• **Texte du document**:
========================================

Melanchthon, lorsqu’il est éditeur scientifique, est souvent absent des pages de titre, du moins chez Gryphe, en particulier dans les nombreuses éditions de Cicéron. Une des raisons pour lesquelles son nom n’apparaît pas est qu’il s’agit dans ce cas d’un livre destiné à l’apprentissage, c’est du moins ce qu’on peut penser en regardant l’usage qui a été fait de l’exemplaire de la bibliothèque Diderot (fig. 6).
Melanchthon avait écrit un argument pour chaque pièce 35. Ils étaient déjà présents entre autres dans le Térence publié l’année précédente, en 1555, par Michaël Sylvius pour Jean Frellon à Lyon 36. Sébastien Gryphe, comme il le fait pour Cicéron, présente donc une édition composite, établie à partir d’au moins deux éditions précédentes, peut-être davantage. Il n’est pas le seul à mettre en œuvre ce procédé.
Un autre exemple du même type de choix éditorial est l’édition de Pline de 1553 : l’imprimeur-libraire, Jean Frellon, propose un livre qui n’est pas un texte d’érudition comme peuvent en éditer des imprimeurs-libraires comme les Manuce à Venise, les Giunti à Venise et Florence, les Estienne à Paris puis Genève 37...
L’étude de ces éditions de classiques, et en particulier de celles de Cicéron, nous permet de mettre en lumière plusieurs aspects qui, s’ils ne sont pas propres à l’édition lyonnaise de cette période, y sont bien présents pour des raisons qu’il est possible de déduire. Lyon n’a pas d’université au XVIe siècle. On n’y trouve donc pas à l’œuvre, dans le domaine des belles-lettres, ces efficaces équipes constituées par un professeur et un imprimeur : elles procurent aux étudiants le livre qui sera étudié pendant l’année, élaborant de petits ouvrages qui ne sont pas toujours soignés, et ne sont pas le résultat du long travail de préparation préalable à l’édition scientifique d’une œuvre. Ce travail de préparation débute lors des cours dans lesquels, tous les jours pendant un an, va être lue et étudiée une œuvre avec les étudiants. Mais une fois étudié le texte, ces humanistes font éditer leur travail, résultat de longs mois d’études.

========================================

• **Exercice proposé A**: Recopiez le passage du texte sur les éditions lyonnaises qui va de « Melanchthon, lorsqu’il est » à « Diderot (fig. 6). », en remplaçant « éditeur scientifique » par « éditeur savant ».
• **Exercice proposé B**: Présentez sous forme de tableau Markdown, avec les colonnes N° et Ligne, les lignes de la liste allant de la ligne contenant « Task: Find the thick » jusqu'à la dernière ligne de la liste incluse, sans les lignes vides.

Entrées de la collection
========================================

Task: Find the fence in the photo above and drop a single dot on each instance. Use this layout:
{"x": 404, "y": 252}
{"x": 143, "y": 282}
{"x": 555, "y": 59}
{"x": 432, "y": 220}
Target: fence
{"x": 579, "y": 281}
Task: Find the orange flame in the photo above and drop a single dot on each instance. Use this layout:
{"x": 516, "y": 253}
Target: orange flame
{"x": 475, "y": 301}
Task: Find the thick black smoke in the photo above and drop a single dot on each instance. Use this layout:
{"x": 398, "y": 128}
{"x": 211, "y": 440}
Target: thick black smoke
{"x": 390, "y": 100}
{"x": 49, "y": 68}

========================================

• **Corrigé complet A**:
Melanchthon, lorsqu’il est éditeur savant, est souvent absent des pages de titre, du moins chez Gryphe, en particulier dans les nombreuses éditions de Cicéron. Une des raisons pour lesquelles son nom n’apparaît pas est qu’il s’agit dans ce cas d’un livre destiné à l’apprentissage, c’est du moins ce qu’on peut penser en regardant l’usage qui a été fait de l’exemplaire de la bibliothèque Diderot (fig. 6).

• **Corrigé complet B**:
| N° | Ligne |
|---|---|
| 1 | Task: Find the thick black smoke in the photo above and drop a single dot on each instance. Use this layout: |
| 2 | {"x": 398, "y": 128} |
| 3 | {"x": 211, "y": 440} |
| 4 | Target: thick black smoke |
| 5 | {"x": 390, "y": 100} |
| 6 | {"x": 49, "y": 68} |